:: EXERCISE MATERIAL ::
BEGIN
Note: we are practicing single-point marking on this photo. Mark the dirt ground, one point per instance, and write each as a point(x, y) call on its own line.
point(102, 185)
END
BEGIN
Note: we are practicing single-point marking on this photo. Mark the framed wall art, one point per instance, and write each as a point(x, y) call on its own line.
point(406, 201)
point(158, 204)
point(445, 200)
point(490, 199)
END
Print the entries starting at the line containing "Mark the dirt" and ending at the line containing "point(102, 185)", reproducing each line without any change.

Note: we are practicing single-point marking on this photo. Mark the dirt ground, one point per instance, and write each as a point(x, y) call on its own line.
point(102, 185)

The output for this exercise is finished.